─── Material for this task
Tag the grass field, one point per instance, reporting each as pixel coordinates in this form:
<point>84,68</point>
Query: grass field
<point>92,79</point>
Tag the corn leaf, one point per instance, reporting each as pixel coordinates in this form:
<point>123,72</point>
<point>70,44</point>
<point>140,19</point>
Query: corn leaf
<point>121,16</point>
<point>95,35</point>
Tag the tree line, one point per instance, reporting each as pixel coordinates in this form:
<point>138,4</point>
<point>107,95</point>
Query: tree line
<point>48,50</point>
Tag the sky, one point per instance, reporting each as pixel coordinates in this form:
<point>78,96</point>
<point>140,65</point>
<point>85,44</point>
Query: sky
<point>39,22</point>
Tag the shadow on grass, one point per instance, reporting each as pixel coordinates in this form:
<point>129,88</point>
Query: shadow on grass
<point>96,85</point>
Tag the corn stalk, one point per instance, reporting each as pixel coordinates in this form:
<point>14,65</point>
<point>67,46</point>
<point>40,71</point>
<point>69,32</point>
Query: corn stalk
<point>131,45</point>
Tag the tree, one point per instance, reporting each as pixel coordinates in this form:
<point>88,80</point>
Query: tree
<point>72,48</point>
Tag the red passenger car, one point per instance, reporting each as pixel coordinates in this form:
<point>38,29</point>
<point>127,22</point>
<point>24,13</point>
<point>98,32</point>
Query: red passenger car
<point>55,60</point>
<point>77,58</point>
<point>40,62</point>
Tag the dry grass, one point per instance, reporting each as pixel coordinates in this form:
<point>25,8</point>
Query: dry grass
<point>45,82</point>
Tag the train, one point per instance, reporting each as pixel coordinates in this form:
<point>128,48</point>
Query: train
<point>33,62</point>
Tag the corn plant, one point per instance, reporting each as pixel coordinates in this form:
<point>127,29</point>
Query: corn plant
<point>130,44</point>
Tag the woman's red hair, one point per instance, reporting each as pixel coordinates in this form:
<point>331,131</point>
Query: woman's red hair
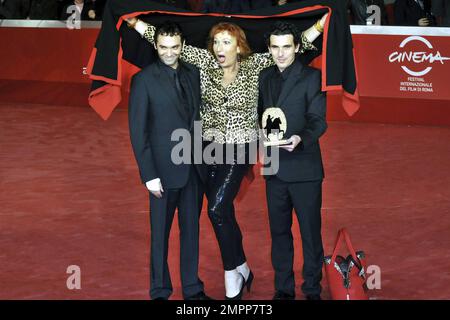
<point>235,31</point>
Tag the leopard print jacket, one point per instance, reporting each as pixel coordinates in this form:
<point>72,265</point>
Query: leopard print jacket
<point>229,115</point>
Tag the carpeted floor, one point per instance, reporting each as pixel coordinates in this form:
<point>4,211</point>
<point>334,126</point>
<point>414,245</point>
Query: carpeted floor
<point>70,195</point>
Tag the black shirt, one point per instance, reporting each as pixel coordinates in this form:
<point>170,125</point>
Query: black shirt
<point>277,82</point>
<point>179,81</point>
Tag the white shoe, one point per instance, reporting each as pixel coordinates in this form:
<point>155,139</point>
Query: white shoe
<point>234,282</point>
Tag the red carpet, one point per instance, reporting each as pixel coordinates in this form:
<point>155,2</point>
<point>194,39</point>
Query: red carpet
<point>70,195</point>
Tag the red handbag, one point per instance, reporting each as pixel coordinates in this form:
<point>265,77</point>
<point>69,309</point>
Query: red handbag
<point>346,276</point>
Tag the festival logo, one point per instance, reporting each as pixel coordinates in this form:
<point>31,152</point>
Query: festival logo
<point>417,57</point>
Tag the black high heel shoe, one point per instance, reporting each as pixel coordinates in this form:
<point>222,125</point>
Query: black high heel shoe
<point>239,295</point>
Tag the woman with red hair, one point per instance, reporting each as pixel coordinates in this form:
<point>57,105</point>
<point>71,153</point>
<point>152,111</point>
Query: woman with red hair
<point>229,75</point>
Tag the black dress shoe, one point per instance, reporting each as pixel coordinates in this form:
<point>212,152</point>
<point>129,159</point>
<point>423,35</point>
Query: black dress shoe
<point>313,297</point>
<point>280,295</point>
<point>199,296</point>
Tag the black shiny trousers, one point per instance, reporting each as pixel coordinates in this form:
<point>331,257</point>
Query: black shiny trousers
<point>222,187</point>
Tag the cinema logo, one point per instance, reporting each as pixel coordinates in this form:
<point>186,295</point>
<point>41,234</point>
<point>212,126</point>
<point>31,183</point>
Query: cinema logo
<point>421,61</point>
<point>422,58</point>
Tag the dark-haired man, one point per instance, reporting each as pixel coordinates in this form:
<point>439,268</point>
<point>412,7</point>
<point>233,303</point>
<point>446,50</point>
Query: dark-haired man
<point>165,96</point>
<point>296,90</point>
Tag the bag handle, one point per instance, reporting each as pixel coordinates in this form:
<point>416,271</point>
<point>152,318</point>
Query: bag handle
<point>343,234</point>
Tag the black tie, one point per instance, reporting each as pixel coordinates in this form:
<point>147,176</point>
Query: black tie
<point>182,94</point>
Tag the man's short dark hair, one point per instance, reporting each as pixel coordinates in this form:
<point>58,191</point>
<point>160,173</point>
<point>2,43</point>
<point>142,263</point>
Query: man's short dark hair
<point>169,28</point>
<point>281,28</point>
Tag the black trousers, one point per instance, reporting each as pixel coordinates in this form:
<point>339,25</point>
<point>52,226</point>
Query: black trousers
<point>188,200</point>
<point>306,199</point>
<point>223,183</point>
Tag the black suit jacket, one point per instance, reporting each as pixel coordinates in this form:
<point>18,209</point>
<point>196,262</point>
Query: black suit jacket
<point>304,105</point>
<point>154,114</point>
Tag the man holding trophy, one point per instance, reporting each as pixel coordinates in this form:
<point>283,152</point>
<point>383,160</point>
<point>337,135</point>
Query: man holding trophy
<point>292,109</point>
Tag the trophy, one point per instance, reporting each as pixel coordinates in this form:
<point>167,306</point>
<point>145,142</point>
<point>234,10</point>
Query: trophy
<point>274,127</point>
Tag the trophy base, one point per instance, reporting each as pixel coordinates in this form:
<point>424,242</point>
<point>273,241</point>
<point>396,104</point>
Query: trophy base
<point>276,143</point>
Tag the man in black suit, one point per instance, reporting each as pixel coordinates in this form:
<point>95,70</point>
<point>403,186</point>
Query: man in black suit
<point>165,96</point>
<point>297,184</point>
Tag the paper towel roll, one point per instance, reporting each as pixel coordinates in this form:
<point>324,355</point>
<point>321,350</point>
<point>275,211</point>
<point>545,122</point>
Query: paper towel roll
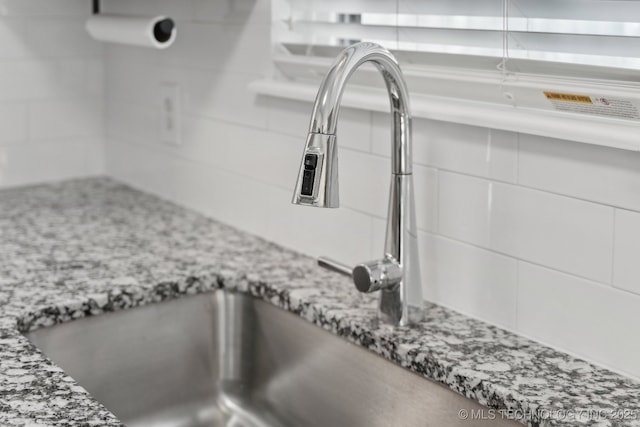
<point>157,32</point>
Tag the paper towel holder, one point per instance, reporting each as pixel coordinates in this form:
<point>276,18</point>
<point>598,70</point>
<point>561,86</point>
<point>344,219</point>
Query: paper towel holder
<point>161,34</point>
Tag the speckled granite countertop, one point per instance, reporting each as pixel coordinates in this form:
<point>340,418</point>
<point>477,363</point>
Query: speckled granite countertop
<point>82,247</point>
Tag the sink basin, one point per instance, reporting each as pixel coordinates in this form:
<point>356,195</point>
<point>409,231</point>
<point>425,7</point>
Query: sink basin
<point>224,359</point>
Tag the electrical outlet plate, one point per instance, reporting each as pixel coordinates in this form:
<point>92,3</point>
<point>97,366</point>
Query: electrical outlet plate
<point>171,114</point>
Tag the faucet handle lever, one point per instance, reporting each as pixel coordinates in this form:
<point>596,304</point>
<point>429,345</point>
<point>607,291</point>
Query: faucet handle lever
<point>333,265</point>
<point>375,275</point>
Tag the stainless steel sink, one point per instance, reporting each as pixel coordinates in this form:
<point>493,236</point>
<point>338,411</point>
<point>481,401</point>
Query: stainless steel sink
<point>223,359</point>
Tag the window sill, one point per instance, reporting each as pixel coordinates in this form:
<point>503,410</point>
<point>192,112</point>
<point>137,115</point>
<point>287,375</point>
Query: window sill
<point>607,132</point>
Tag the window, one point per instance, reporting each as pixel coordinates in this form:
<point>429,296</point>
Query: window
<point>577,60</point>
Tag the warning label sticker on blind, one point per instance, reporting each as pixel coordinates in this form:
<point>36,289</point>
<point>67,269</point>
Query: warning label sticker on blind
<point>595,105</point>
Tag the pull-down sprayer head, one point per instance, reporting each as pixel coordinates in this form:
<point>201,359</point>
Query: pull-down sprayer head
<point>317,183</point>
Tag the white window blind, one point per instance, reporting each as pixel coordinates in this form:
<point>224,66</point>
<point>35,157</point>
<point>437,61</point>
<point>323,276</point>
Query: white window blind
<point>587,38</point>
<point>519,65</point>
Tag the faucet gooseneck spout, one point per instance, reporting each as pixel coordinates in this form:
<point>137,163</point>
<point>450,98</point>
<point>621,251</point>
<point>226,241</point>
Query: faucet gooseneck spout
<point>397,274</point>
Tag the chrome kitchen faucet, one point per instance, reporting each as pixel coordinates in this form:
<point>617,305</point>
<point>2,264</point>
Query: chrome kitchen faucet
<point>397,274</point>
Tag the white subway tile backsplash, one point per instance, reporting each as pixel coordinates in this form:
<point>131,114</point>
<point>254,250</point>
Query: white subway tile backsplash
<point>60,37</point>
<point>464,204</point>
<point>425,181</point>
<point>342,234</point>
<point>579,316</point>
<point>474,281</point>
<point>626,268</point>
<point>13,122</point>
<point>454,147</point>
<point>364,181</point>
<point>40,79</point>
<point>34,8</point>
<point>559,232</point>
<point>64,118</point>
<point>293,118</point>
<point>247,12</point>
<point>599,174</point>
<point>224,96</point>
<point>50,92</point>
<point>31,163</point>
<point>13,39</point>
──────
Work instructions: In the listing above, repeat the lines from the line containing "Tag the electrical" to the line containing "<point>607,132</point>", both included.

Task result:
Tag the electrical outlet plate, one point per instance, reporting each as pixel coordinates in this form:
<point>92,3</point>
<point>97,366</point>
Query: electrical outlet plate
<point>171,114</point>
Tag the faucet handle lever, one point per instance, reporting each as pixel coordinates in this form:
<point>596,304</point>
<point>429,345</point>
<point>607,291</point>
Query: faucet handle lever
<point>333,265</point>
<point>375,275</point>
Tag the stainless steel sink, one point per instance, reporting each as pixel coordinates in this form:
<point>493,236</point>
<point>338,411</point>
<point>481,401</point>
Query: stainless steel sink
<point>223,359</point>
Tag the window sill, one point per instance, reporting each as pixel coordinates in this form:
<point>503,410</point>
<point>192,112</point>
<point>137,115</point>
<point>287,375</point>
Query: window sill
<point>607,132</point>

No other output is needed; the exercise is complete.